Tarefas do exercício:
**A.** Transcreva do texto sobre Cándido López o trecho que vai de "Pouca gente conhece" até "vem sendo reconhecido.".
**B.** Prossiga o texto sobre Cándido López a partir de sua última frase.

Texto do documento:
________________________________________
Cándido López, o Maneta de Curupaiti

Ninguém registrou a Guerra do Paraguai melhor do que o argentino Cándido López.

Pouca gente conhece o trabalho de Cándido López (1840-1902). Em poucas palavras, o argentino López foi o pintor que melhor retratou a Guerra do Paraguai. Um artista único, cuja obra não se encaixa em definições típicas e cujo valor só aos poucos vem sendo reconhecido.
Basta compararmos sua pintura com a de outro artista que também retratou a Guerra do Paraguai: “A Batalha do Avaí”, de Pedro Américo, que foi pintada entre 1872-1877. O brasileiro segue à risca o modo acadêmico de se pintar, seguindo o cânone do início ao fim sem deixar nenhuma regra de fora: o tema é épico, e Pedro Américo trabalha para que tudo seja mais dramático, mais intenso e mais romântico do que a realidade. Personagens importantes,como o General Osório, tem destaque garantido no meio da choldra, e ganha um doce quem achar um soldado negro na tela de onze metros de comprimento. Pedro Américo usa o registro patriótico e oficial: sua obra enaltece os vencedores, retratados em atos de coragem e bravura; os soldados são fortes, impetuosos. Pedro Américo fez aquilo o que se esperava de um pintor, já que ele conhecia muito bem seu público, e seu público não queria novidades e nem “fragmentos do real”: queria glória e grandiosidade. Pedro Américo era um pintor oficial que recebia encomendas oficiais das autoridades; a sua abordagem era, logicamente, oficial.
A obra de Cándido López é completamente distinta. Tomemos “Tuyuti, Maio de 1866” como exemplo. À maneira dos paisagistas holandeses, o céu toma grande parte da composição, e as figuras estão imersas na paisagem. A semelhança para por aí. Se observarmos as figuras mais de perto, vemos que elas parecem algo rústicas, meio singelas até. Não há registro épico; o que há é um intenso desejo de ser fiel à realidade. E Cándido López viu o que registrou: ele alistou-se voluntariamente para lutar. Torna-se um oficial e, em 1866, é ferido gravemente por um estilhaço de granada e perde a mão direita num ataque às fortificações paraguaias em Curupaiti. Daí o apelido de “Maneta de Curupaiti”. Posteriormente, tem todo o seu antebraço amputado e aprende a pintar com a mão esquerda. Durante a campanha, nas horas de descanso, desenhava e tomava notas em seus cadernos, guardava folhas e flores como referências, sempre preocupado com a fidelidade do registro. Afirmava “sacrificar a harmonia da arte pictórica pela verdade histórica”.
________________________________________
Registros apresentados:
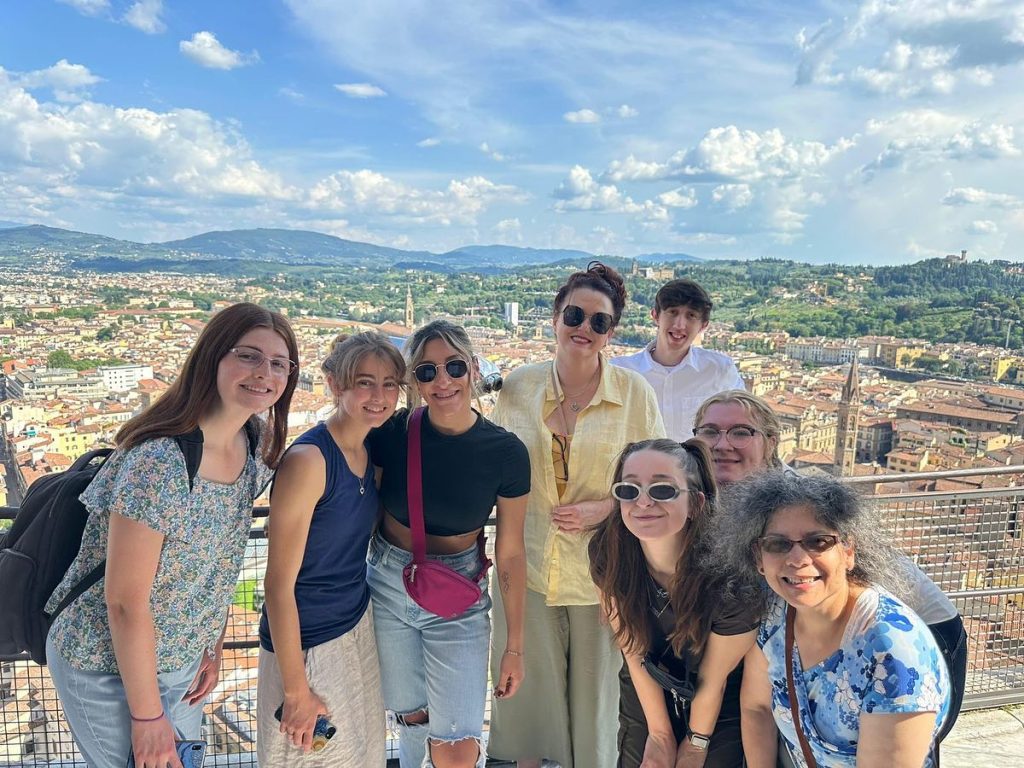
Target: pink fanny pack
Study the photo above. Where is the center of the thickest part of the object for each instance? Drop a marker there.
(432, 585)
________________________________________
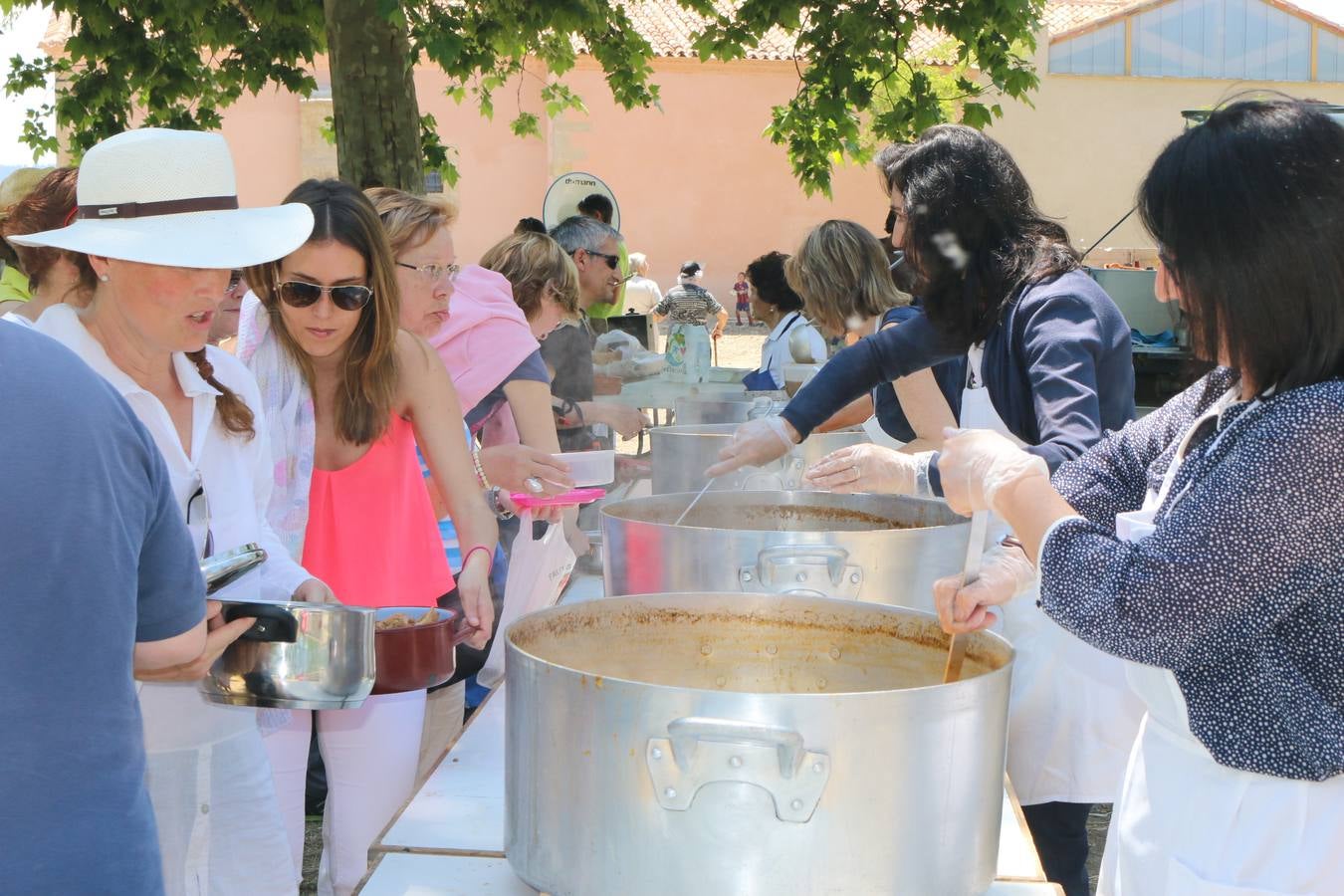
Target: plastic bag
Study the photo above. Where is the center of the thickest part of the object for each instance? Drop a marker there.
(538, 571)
________________________________________
Respostas por tarefa:
**A.**
Pouca gente conhece o trabalho de Cándido López (1840-1902). Em poucas palavras, o argentino López foi o pintor que melhor retratou a Guerra do Paraguai. Um artista único, cuja obra não se encaixa em definições típicas e cujo valor só aos poucos vem sendo reconhecido.

**B.**
Voltando ao quadro, vemos as pequenas figuras retratadas de modo quase ingênuo, mas com grande acuidade. Não há nada que se assemelhe àqueles soldados musculosos que parecem ter saído de um afresco de Michelangelo, como na tela de Pedro Américo. Mas, em sua vontade de fazer um registro cuidadoso do que viu, López consegue transmitir com muito mais verdade o horror de uma batalha do que o drama de ópera italiana que Pedro Américo pintou. Aliás, sua maneira simples de pintar parece amplificar o efeito: aquilo que, à primeira vista, é uma pintura ingênua, quase naif, mostra-se cheia de detalhes horrendos da batalha.
Cándido López pretendia pintar uma série de 90 quadros sobre a Guerra do Paraguai. Pintou cerca de 50, sem nenhum apoio ou encomenda oficial. Somente em 1887 conseguiu que expusessem seus trabalhos. E ainda assim, graças apenas à pressão de companheiros que lutaram com ele e que queriam ajudá-lo, já que, além de ter perdido seu braço, López também era pai de 12 filhos.
Ele foi redescoberto em 1936 pelo crítico de arte José Leon Pagano, mas somente em 1971 o Museu Nacional de Belas-Artes da Argentina organiza uma grande retrospectiva da obra do pintor, e muitos estudiosos passam a considerá-lo o único pintor original e genuinamente argentino da sua época. Confesso conhecer pouco da arte argentina, mas Cándido López é, sem sombra de dúvida, original em qualquer contexto. Em circunstâncias muito difíceis, criou um modo de fazer arte que lhe pareceu o mais adequado para o que pretendia, e, com isso, desafiou as boas normas acadêmicas de se fazer uma pintura. Melhor para a sua pintura, que consegue, qualquer uma delas, ser melhor do que 1000 telas do oficial e premiado Pedro Américo. Vale a pena conhecer a obra do “Maneta de Curupaiti”.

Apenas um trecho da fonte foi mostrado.